作業内容: 下のデータの行をすべて、一字も変えずにそのまま抜き出してください。

データソースの項目
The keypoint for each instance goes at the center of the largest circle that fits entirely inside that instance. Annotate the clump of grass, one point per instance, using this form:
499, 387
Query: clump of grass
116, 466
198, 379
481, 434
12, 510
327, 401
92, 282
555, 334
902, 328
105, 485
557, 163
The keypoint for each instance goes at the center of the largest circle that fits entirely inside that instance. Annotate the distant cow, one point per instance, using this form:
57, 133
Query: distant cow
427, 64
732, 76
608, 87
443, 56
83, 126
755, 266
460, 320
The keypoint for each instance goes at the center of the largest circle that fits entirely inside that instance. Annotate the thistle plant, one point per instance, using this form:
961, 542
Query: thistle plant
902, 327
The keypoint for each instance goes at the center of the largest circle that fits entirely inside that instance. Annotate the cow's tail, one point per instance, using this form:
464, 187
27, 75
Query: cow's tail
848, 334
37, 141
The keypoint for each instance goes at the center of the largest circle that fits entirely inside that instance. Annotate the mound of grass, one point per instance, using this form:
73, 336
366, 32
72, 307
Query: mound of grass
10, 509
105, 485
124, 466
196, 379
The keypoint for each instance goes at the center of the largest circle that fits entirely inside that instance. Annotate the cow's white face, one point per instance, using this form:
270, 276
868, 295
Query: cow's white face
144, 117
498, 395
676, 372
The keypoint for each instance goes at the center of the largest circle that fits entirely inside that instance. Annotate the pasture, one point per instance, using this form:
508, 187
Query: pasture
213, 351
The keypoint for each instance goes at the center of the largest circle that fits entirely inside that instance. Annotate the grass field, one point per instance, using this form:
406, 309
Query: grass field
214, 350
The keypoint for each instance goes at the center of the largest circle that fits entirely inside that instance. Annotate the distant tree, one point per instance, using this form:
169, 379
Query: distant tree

解答:
The keypoint for each instance goes at the center of the largest circle that fits entirely inside that instance. Annotate the clump of grass, one point per instance, using this form:
499, 387
Query: clump of grass
116, 466
198, 379
481, 434
12, 510
327, 401
92, 282
555, 334
902, 328
105, 485
557, 163
The keypoint for each instance goes at the center of the largest circle that fits entirely inside that instance. Annotate the distant cow, one point per instance, using this form:
57, 133
Query: distant cow
427, 64
732, 76
608, 87
443, 56
83, 126
755, 266
460, 320
The keypoint for each instance goes at the center of the largest circle that fits entirely inside that instance. Annotate the thistle plant, one point per instance, using this form:
961, 542
Query: thistle plant
902, 327
The keypoint for each instance goes at the center of the largest circle that fits entirely inside that instance. Annotate the cow's tail, one point per instance, using this form:
464, 187
27, 75
Query: cow's tail
848, 334
37, 141
The keypoint for each instance goes at the center of the largest circle that fits entirely inside that instance. Annotate the mound of grass, one point per instance, using this form:
73, 336
366, 32
72, 307
Query: mound of grass
10, 509
105, 485
124, 466
196, 379
The keypoint for each instance goes at the center of the largest circle that fits entirely inside that instance. Annotate the cow's white face, one point per instance, using this form:
270, 276
868, 295
Query: cow's white face
144, 117
498, 395
676, 372
The keypoint for each instance goes at the center of the largest circle that fits entirely inside that instance. Annotate the pasture, one point per instance, using this form:
508, 187
Query: pasture
213, 351
The keypoint for each instance goes at the center of the largest circle that fits entirely inside that instance. Annotate the grass field, one point per instance, using this form:
406, 309
Query: grass field
214, 350
The keypoint for each instance goes at the center of the largest circle that fits entirely inside that instance. Annotate the distant tree, one point per instance, using this form:
169, 379
Query: distant tree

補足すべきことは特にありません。